=== Bacaan ===
====================
Monday, June 6, 2016

BUDAYA MALU DALAM BERPUASA




Oleh: Ma’zumi


                        Begitu pentingnya puasa bagi umat Islam, sehingga Allah SWT mengabadikannya di dalam Alquran sebagai sebuah kewajiban yang ditetapkan secara qath’i. “Wahai orang-orang yang beriman! Diwajibkan atas kamu berpuasa sebagaimana diwajibkan atas orang sebelum kamu agar kamu bertaqwa.” (Qs. Albaqarah/02 : 183).

            Berdasarkan dalil diatas maka puasa merupakan kewajiban yang harus dilakukan oleh setiap muslim sepenuhnya. Karena, puasa merupakan bagian dari rukun Islam yang ketiga. Artinya bahwa berpuasa adalah manifestasi dari predikat seorang muslim. Tentu menjadi pertanyaan besar apabila seseorang yang mengaku muslim, akan tetapi tidak menunaikan Ibadah puasa di Bulan Ramadhan dengan baik (kecuali wanita). Bahkan malah mengabaikannya.

            Disamping kewajiban yang ditetapkan oleh Allah. Tentu, di dalamnya banyak hikmah yang terkandung, yakni bagi orang-orang yang menjalani ibadah puasa dengan serius. Dari sisi pahala tidak bisa diragukan lagi janji Allah SWT akan hal itu. Labih lagi jika kita mengkajinya secara konfrehensif, tentu akan lebih banyak lagi hikmah yang kita temukan. Dari segi kesehatan contohnya.
====================
=== Daftar Item ===
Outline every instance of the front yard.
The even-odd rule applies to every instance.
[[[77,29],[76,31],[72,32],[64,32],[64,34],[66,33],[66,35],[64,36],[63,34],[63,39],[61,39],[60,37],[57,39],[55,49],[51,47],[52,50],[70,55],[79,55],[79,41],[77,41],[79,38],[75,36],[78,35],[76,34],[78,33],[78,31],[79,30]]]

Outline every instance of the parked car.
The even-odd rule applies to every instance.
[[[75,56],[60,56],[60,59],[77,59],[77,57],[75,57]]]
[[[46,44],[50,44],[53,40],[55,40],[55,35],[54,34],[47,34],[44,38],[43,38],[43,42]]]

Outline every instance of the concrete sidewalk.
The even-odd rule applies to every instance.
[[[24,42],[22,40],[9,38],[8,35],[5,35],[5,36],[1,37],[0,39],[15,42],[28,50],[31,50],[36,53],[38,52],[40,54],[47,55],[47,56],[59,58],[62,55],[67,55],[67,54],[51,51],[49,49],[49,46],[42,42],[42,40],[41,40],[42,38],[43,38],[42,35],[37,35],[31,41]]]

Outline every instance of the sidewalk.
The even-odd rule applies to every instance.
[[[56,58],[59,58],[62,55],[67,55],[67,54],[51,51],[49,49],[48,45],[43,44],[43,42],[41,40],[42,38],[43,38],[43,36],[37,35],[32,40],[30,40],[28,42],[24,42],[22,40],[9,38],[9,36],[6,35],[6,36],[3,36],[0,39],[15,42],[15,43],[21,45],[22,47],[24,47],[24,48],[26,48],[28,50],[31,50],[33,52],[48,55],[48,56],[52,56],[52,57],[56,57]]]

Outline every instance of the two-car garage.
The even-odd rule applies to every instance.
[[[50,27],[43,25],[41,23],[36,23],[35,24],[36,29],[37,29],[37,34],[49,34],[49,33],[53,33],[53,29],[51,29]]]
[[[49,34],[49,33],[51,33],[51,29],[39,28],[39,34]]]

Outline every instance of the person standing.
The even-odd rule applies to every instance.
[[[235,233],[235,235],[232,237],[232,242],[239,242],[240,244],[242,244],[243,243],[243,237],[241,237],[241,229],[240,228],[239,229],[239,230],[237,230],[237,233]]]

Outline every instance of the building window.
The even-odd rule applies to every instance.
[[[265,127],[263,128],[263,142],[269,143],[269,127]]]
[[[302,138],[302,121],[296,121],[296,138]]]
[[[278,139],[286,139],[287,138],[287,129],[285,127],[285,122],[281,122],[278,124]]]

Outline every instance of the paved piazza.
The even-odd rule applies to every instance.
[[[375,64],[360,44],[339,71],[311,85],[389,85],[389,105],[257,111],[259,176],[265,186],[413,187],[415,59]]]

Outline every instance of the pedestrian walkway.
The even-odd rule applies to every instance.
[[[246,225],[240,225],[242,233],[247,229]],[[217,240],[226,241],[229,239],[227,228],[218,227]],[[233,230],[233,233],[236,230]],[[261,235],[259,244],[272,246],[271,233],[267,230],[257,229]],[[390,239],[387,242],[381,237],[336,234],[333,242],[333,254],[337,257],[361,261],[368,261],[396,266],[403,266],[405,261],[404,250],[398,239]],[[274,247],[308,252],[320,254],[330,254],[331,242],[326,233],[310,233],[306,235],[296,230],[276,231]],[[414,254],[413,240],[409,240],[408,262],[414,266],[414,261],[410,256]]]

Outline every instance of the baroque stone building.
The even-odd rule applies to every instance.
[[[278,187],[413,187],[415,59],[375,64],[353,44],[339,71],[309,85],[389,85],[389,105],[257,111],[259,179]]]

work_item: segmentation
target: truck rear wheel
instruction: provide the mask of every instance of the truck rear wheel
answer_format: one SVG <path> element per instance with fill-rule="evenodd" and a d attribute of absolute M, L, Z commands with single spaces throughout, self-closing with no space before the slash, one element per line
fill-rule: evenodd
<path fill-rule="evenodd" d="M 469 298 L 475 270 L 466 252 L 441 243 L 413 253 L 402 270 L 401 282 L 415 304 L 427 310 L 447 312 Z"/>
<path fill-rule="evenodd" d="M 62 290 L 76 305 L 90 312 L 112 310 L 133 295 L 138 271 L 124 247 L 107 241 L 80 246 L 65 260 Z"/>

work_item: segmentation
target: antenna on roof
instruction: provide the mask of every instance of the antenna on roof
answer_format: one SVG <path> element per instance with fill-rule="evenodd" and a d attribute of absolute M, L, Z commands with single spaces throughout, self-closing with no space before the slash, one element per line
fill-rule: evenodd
====================
=== Arahan Tugas ===
Teruskan tulisan tentang budaya malu dalam berpuasa di atas. Mulailah tepat sesudah kalimat "Dari segi kesehatan contohnya."

=== Jawaban Tertulis ===
            Akan tetapi, tidak semua umat muslim menyambut ibadah puasa dengan baik dan lapang dada. Banyak yang kita temui di jalan-jalan raya, warung-arung yang tertutup hanya terlihat kaki tanpa kepala bersembunyi dibaliknya.  Hal ini adalah budaya memalukan dan sangat menjadi hal yang kontradiktif dari predikat sebagai muslim.

Perbuatan mereka yang makan dan minum di siang hari pada bulan ramadhan merupakan bentuk pelanggaran norma Agama dan sosial. Hanya saja mereka tidak menyadari itu, atau menyadari sesuatu yang salah tetapi bersikap “masa bodo”. Bukannya mereka merasa malu, justru kitalah yang malu untuk menegur mereka. sebenarnya siapa yang seharusnya memiliki sifat malu? Dan kepada siapa kita harus malu?

            Banyak hadits Rasulullah SAW yang membahas sifat malu. Salah-satunya adalah hadits yang diriwayatkan oleh Imam Bukhari “sesungguhnya malu sebagian dari Iman”. Menjadi hal yang wajar apabila seseorang malu berbuat kesalahan dan dosa, baik di hadapan Allah SWT ataupun di hadapan manusia itu sendiri. 

            Di dalam Hadits Arba’in dijelaskan. Dari Abu Mas’ud Uqbah bin Amr Al Anshary Al Badry radhiallahuanhu dia berkata, Rasulullah shallallahu`alaihi wa sallam bersabda: Sesungguhnya ungkapan yang telah dikenal orang-orang dari ucapan nabi-nabi terdahulu adalah:  Jika engkau tidak malu perbuatlah apa yang engkau suka. (Riwayat Bukhari).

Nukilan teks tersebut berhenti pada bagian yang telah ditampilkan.